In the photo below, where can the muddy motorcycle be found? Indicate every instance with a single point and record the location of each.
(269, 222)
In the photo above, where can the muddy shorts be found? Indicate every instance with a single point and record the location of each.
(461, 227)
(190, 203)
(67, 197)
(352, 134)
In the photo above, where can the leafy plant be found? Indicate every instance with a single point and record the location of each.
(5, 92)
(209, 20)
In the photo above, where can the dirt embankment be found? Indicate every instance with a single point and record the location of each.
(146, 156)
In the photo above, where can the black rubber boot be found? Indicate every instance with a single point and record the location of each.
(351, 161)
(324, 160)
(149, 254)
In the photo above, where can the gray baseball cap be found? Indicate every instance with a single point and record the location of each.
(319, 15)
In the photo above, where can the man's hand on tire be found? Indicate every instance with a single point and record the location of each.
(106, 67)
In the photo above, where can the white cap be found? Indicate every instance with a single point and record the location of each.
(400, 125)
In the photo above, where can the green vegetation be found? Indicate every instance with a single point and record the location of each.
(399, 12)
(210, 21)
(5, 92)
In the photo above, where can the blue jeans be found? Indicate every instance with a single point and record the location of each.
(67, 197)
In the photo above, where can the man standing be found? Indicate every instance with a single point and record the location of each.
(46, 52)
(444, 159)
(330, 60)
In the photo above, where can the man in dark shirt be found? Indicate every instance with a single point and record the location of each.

★ ★ ★ ★ ★

— Directions for this task —
Reproduce all the entries above, replacing "muddy" with "mud-caked" everywhere it appears and leaving everything else unchanged.

— Task answer —
In the photo below, where can the mud-caked motorcycle be found? Indicate every instance with a single point and record the location of each.
(269, 222)
In the photo above, where can the mud-caked shorts be found? Indicate every instance with a single point and record the location of each.
(461, 227)
(190, 203)
(67, 197)
(352, 134)
In the photo above, where can the leafy plant be found? Indicate every instance with a single point and record the location of each.
(5, 92)
(209, 20)
In the photo above, where can the dirt embankment be found? Indicate every instance with a single point and record the location of each.
(146, 156)
In the photo above, where can the black rubber boot be found? Indicate every instance with a single point and record the location of each.
(351, 161)
(324, 160)
(149, 254)
In the photo above, where can the gray baseball cap be found? Indicate every instance with a single point and record the location of each.
(319, 15)
In the photo above, where can the man's hand on tire be found? Indicate every instance with a single point and record the location of each.
(106, 67)
In the photo above, where can the white cap be found? Indicate every instance with a single point and record the location of each.
(400, 125)
In the photo above, where can the green vegetation be found? Indicate every instance with a single point and record the location of each.
(399, 12)
(210, 21)
(5, 92)
In the photo above, where can the blue jeans be found? Indicate every instance with a single point and record the location of each.
(67, 197)
In the photo above, where can the man standing be found? Indicate every instance with a single point and record the location of each.
(46, 52)
(444, 159)
(330, 60)
In the photo above, where can the man in dark shirt be found? Indicate every instance with a single point and record the location of each.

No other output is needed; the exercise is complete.